_Extrait source_
——

Philadelphe Delord

III.
Tout est à faire, tout se fera

Il ne s’agira pas seulement d’une installation quelconque, mais d’une vraie restauration.

Le monastère réparé, son domaine rajeuni seront digne de leur destination.

Les lépreux ont connu trop de misère pour être internés dans une maison inhospitalière.

Chaque malade y trouvera un appartement personnel, garni d’un mobilier convenable ; il pourra cultiver son jardinet, il se promènera sans surveillance dans la forêt domaniale.

Les galeries, les terrasses, les cloîtres devront être ornés de jarres et fleuries de géranium-lierre.

Un personnel bienveillant, stylé et compréhensif sera à l’œuvre. Des infirmiers diplômés travailleront sous la direction du médecin-chef… et combien d’autres choses !...

Torpillage.

Un soir, tranquillement assis dans son cabinet de travail et passant en revue tous ses chers projets, Delord trouva un journal local à portée de sa main ; il le prit négligemment pour en lire les dernières nouvelles…

Tout à coup son visage pâlit ; il laissa tomber la feuille … On eût dit qu’il était frappé d’une attaque. Après un temps, il ramassa le quotidien d’une main crispée et, se ressaisissant, relut l’article suivant, émanant sans doute de la Préfecture :

« Le maire de la commune intéressée est avisé officiellement que la Chartreuse de Valbonne ne deviendra jamais une léproserie. Ses administrés peuvent se rassurer. »

D’où partait ce coup de poignard ?

Que devenaient les promesses formelles du Ministère et les assurances toute récentes, non moins catégoriques, du signataire de ce communiqué bouleversant ? Allaient-elles crever comme bulles de savon ?

——

_Exercice proposé_
Répondez à ces questions sur l'extrait consacré à Delord :
1. Que pourra faire chaque malade dans la forêt domaniale ?
2. Quelle fleur devra orner les galeries, les terrasses et les cloîtres ?
3. Selon l'article du journal, quel lieu ne deviendra jamais une léproserie ?

——

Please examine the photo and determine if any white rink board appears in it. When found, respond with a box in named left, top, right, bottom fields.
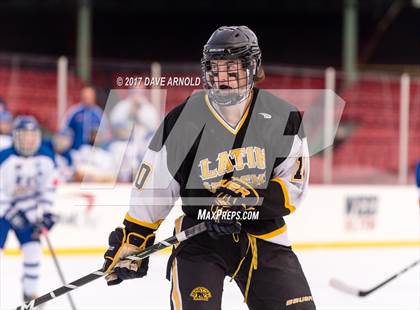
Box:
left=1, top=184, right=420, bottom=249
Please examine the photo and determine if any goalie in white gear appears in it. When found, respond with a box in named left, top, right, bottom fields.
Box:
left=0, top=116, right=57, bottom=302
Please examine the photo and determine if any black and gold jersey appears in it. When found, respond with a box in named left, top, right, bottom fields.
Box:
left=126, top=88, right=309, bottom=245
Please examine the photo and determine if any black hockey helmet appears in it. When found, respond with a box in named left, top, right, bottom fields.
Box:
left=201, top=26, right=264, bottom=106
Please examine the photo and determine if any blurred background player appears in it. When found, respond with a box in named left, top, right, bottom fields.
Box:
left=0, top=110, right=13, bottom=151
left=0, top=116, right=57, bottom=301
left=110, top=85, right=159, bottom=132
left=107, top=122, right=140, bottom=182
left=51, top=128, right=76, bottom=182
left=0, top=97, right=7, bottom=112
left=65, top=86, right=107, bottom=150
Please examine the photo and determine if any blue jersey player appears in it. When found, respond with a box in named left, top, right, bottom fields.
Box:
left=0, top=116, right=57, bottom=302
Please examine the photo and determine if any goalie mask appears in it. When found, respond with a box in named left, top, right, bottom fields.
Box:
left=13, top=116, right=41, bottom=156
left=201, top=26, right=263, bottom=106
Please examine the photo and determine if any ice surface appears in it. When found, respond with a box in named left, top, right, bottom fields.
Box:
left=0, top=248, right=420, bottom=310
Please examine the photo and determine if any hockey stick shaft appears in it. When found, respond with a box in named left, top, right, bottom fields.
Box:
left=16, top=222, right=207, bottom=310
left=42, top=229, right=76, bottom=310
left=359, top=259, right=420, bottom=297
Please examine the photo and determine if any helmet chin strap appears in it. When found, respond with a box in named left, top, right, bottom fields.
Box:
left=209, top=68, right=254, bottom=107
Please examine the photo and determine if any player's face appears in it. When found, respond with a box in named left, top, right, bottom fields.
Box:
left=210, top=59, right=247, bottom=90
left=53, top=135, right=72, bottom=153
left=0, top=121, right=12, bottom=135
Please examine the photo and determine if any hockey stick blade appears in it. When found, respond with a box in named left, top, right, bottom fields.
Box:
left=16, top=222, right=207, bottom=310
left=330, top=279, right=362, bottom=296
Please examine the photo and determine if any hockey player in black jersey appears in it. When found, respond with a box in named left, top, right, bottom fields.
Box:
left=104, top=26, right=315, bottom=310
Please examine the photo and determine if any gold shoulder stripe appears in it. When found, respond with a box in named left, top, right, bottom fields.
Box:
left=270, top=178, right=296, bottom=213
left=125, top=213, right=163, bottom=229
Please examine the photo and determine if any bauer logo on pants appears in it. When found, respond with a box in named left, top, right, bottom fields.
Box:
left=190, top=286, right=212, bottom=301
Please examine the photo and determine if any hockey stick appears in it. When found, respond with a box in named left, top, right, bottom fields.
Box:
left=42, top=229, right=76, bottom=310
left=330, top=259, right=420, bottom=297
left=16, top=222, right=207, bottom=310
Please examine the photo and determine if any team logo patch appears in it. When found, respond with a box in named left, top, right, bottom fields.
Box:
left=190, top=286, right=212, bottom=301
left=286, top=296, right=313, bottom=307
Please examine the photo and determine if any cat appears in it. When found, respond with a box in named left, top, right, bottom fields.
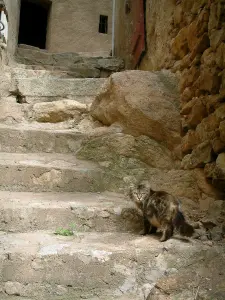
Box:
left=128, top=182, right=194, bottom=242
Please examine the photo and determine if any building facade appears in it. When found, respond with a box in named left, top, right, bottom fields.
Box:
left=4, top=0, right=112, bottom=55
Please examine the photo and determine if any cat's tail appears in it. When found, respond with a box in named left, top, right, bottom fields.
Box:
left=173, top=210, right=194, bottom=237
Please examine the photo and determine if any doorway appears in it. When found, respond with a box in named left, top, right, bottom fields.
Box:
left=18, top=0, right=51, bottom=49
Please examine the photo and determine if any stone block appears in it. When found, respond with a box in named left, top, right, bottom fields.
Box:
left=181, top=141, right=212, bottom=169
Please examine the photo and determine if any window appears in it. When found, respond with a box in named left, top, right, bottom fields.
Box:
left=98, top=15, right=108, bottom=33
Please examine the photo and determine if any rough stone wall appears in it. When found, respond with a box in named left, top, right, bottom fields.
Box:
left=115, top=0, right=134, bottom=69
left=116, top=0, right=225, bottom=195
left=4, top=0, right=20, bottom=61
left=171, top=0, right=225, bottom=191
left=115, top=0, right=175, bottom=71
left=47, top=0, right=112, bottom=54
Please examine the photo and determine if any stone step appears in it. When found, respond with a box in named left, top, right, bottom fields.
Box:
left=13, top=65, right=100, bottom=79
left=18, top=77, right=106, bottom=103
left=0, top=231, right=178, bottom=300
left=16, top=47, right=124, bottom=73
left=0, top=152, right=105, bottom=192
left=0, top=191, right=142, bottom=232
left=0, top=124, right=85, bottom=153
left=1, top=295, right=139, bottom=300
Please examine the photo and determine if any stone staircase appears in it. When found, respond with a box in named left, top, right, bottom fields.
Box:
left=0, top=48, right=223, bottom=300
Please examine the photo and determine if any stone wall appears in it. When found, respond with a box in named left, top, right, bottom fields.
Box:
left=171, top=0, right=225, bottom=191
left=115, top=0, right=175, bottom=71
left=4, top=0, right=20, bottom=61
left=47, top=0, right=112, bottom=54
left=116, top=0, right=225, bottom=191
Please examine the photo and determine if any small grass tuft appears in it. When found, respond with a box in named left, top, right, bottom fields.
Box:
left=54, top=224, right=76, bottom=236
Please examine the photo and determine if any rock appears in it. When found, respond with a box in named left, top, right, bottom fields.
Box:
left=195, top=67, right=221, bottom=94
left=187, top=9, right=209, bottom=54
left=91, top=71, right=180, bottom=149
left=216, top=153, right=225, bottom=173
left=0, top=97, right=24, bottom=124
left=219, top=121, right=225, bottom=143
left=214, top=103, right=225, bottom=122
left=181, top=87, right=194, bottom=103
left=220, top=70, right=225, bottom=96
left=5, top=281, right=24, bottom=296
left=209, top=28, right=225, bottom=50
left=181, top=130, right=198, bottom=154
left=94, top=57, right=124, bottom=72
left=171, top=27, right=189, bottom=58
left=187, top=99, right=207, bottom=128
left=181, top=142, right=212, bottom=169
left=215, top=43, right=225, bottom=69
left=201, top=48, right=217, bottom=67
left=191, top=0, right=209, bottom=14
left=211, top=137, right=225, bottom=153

——

_Résultat_
1. Il pourra s'y promener sans surveillance.
2. Le géranium-lierre.
3. La Chartreuse de Valbonne.